▸ **Instructions**
1. Duplicate the stretch of the article on Team USA Olympians at the White House from "Some had said" through "wanting to attend.", word for word.
2. Finish out the next part of the article on Team USA Olympians visiting the White House, picking up after its last sentence.

▸ **Excerpt provided**
-*-
Mich. native Jim Slater among Team USA Olympians to meet Trump
Washington — President Donald Trump welcomed Team USA Olympic athletes, including Lapeer hockey player Jim Slater, to the White House on Friday, congratulating them on representing the U.S. at the 2018 winter games.
“You made us very proud,” Trump said to the rows of young men and women standing on the White House’s north portico in matching windbreakers. “You overcame setbacks, you powered through obstacles. And I will tell you this, because of your hard work and your sacrifice, you were given the greatest honor in sports: to represent the United States as an Olympic athlete.”
Hosting the Olympic and Paralympic athletes has been a decades-old tradition at the White House and the group included a long list of medal winners, several of whom Trump invited up to the podium to speak.
But missing were several of the games’ biggest names, including figure skater Adam Rippon, a champion of gay rights.
Some had said they had competing commitments. But others made clear they were boycotting in protest.
“Olympians from the 2018 Games have been invited to go to the White House today. I will not be going,” Rippon tweeted Friday. “I will not stand with people who discriminate against those that they perceive as different.” In lieu of going to D.C., he said he had donated to several charities, including GLAAD and the Red Cross.
American freestyle skier Gus Kenworthy also chose not to attend and tweeted an article that quoted former Olympic committee spokesman Mike Moran saying he couldn’t remember a time during his tenure that an athlete had spoken out about not wanting to attend.
“The resistance is real,” Kenworthy tweeted.
-*-
▸ **Records shown**
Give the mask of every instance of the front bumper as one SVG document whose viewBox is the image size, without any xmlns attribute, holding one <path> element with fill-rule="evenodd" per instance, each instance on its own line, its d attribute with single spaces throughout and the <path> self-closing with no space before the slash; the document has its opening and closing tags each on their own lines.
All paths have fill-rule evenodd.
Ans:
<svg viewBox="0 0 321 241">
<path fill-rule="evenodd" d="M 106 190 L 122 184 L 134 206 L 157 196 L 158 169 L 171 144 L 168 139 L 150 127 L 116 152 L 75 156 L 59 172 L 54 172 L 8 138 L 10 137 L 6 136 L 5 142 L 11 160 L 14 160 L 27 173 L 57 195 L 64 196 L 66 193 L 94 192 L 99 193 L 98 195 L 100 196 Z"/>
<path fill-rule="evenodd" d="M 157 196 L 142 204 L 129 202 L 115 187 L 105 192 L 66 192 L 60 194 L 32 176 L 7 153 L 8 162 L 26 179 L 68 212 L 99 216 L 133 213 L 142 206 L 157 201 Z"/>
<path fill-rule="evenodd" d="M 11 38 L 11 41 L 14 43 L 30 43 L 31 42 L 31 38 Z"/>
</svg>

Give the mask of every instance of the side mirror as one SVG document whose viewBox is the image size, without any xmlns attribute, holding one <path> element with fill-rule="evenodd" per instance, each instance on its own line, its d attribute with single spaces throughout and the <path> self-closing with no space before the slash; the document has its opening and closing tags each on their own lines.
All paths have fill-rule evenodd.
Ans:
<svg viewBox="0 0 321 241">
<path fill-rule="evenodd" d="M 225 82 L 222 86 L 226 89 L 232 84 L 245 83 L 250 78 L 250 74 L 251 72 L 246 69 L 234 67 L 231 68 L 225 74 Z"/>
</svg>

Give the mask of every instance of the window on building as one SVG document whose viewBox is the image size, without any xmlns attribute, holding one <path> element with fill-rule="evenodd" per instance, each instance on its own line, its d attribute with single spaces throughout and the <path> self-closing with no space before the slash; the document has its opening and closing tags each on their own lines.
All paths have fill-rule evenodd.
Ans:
-*-
▸ **Exercise responses**
1.
Some had said they had competing commitments. But others made clear they were boycotting in protest.
“Olympians from the 2018 Games have been invited to go to the White House today. I will not be going,” Rippon tweeted Friday. “I will not stand with people who discriminate against those that they perceive as different.” In lieu of going to D.C., he said he had donated to several charities, including GLAAD and the Red Cross.
American freestyle skier Gus Kenworthy also chose not to attend and tweeted an article that quoted former Olympic committee spokesman Mike Moran saying he couldn’t remember a time during his tenure that an athlete had spoken out about not wanting to attend.

2.
The White House did not immediately release a list of who attended and who didn’t, but USOC spokesman Mark Jones said the attendance numbers this year were similar to 2014.
“It’s always an honor for Team USA to be invited to the White House and all the athletes that attended had a great time,” he said.
Slater, 35, who played at Michigan State before a lengthy professional career, was part of the U.S. hockey team that finished seventh in Pyeongchang, South Korea. He posted photos of his White House visit on Twitter, including a selfie with Ivanka Trump.
During the White House visit, Trump appeared in his element, joking with athletes and commending their genes, while also appearing to take credit for the crowds at the Olympics.
“I have to say, without certain backing, those crowds were not looking good,” Trump said. “But all of a sudden, those crowds got very, very big, very powerful, and it became a very, very successful Olympics aside from everything else. They had a lot more people show up than they thought. And you think you know why, right?”
Trump has previously taken credit for helping to dial down tensions between the North and the South ahead of the games, which he says boosted attendance.